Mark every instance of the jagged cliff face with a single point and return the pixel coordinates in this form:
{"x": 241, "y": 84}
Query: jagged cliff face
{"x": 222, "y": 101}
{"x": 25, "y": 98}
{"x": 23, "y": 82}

+ + + +

▸ Task to carry out
Print the material verbatim, all of it.

▸ Correct response
Mark every instance of the jagged cliff face with a single point and return the pixel coordinates in this form:
{"x": 241, "y": 84}
Query: jagged cliff face
{"x": 222, "y": 101}
{"x": 25, "y": 98}
{"x": 23, "y": 82}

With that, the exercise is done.